## Instructions to follow
With nothing omitted, transcribe the entries exactly as written.

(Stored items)
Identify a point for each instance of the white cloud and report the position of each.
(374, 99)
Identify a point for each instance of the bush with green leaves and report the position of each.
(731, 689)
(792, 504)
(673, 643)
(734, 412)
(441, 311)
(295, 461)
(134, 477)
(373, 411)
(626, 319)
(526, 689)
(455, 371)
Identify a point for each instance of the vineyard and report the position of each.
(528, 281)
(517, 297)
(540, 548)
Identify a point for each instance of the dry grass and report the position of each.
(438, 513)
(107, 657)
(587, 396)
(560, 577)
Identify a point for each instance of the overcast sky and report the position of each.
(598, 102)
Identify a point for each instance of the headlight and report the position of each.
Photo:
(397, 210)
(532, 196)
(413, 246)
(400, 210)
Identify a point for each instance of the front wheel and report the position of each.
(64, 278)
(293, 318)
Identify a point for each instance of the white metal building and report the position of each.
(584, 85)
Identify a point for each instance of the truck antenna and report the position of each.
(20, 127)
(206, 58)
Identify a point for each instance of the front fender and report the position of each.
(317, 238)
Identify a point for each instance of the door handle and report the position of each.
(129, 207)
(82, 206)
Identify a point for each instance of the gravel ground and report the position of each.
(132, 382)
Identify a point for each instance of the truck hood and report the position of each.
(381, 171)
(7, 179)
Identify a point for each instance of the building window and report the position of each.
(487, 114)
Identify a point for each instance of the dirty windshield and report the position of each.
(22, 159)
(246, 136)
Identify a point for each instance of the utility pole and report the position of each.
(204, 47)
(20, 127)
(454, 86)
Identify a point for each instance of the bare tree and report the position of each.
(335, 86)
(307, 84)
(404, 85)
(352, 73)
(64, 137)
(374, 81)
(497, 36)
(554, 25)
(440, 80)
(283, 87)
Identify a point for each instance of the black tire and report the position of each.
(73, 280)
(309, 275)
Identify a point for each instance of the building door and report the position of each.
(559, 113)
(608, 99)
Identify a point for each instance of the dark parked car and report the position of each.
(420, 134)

## Output for this exercise
Identify a point for each instance of the white cloud and report the position of each.
(374, 99)
Identify a point for each instance of the bush with green leaves and report the position of each.
(731, 689)
(792, 504)
(673, 643)
(734, 412)
(441, 311)
(295, 461)
(134, 477)
(373, 411)
(626, 319)
(526, 689)
(455, 371)
Identify a point for each instance of the vineyard and report the position of each.
(528, 281)
(517, 297)
(540, 548)
Identify a point for each instance of the dry grass and report the position of each.
(438, 513)
(107, 657)
(587, 396)
(560, 577)
Identify a point for each instance of the overcast sky and report the position of each.
(598, 102)
Identify a point for each instance of the headlight and report the position of each.
Photo:
(397, 210)
(532, 196)
(413, 246)
(400, 210)
Identify a point for each instance of the front wheel and report the position of each.
(64, 278)
(293, 318)
Identify a point for each instance of the white metal building and report the position of each.
(584, 85)
Identify a point for each instance of the truck antenna and report the position of each.
(20, 127)
(206, 58)
Identify a point for each instance of the front fender and report the position of each.
(317, 238)
Identify a point for each instance of the door handle and report the position of each.
(129, 207)
(82, 206)
Identify a point for each instance of the gravel ground and report the position of each.
(132, 382)
Identify a point for each instance of the truck hood and report the position of each.
(381, 171)
(7, 179)
Identify a point for each instance of the building window and report the position of each.
(487, 114)
Identify a point for each instance of the dirty windshield and report the position of each.
(22, 159)
(246, 136)
Identify a point for each instance of the utility pole and report the position of each.
(204, 47)
(20, 127)
(454, 86)
Identify a point for each instance of the bare tree and report the position of each.
(335, 86)
(307, 84)
(404, 85)
(352, 73)
(64, 137)
(374, 81)
(497, 36)
(554, 25)
(440, 80)
(283, 87)
Identify a point for each instance of the black tire and report the position of each.
(73, 280)
(309, 275)
Identify a point for each instance of the building door and report the position of each.
(559, 113)
(608, 99)
Identify a point for each instance of the dark parked car and report the position of each.
(420, 134)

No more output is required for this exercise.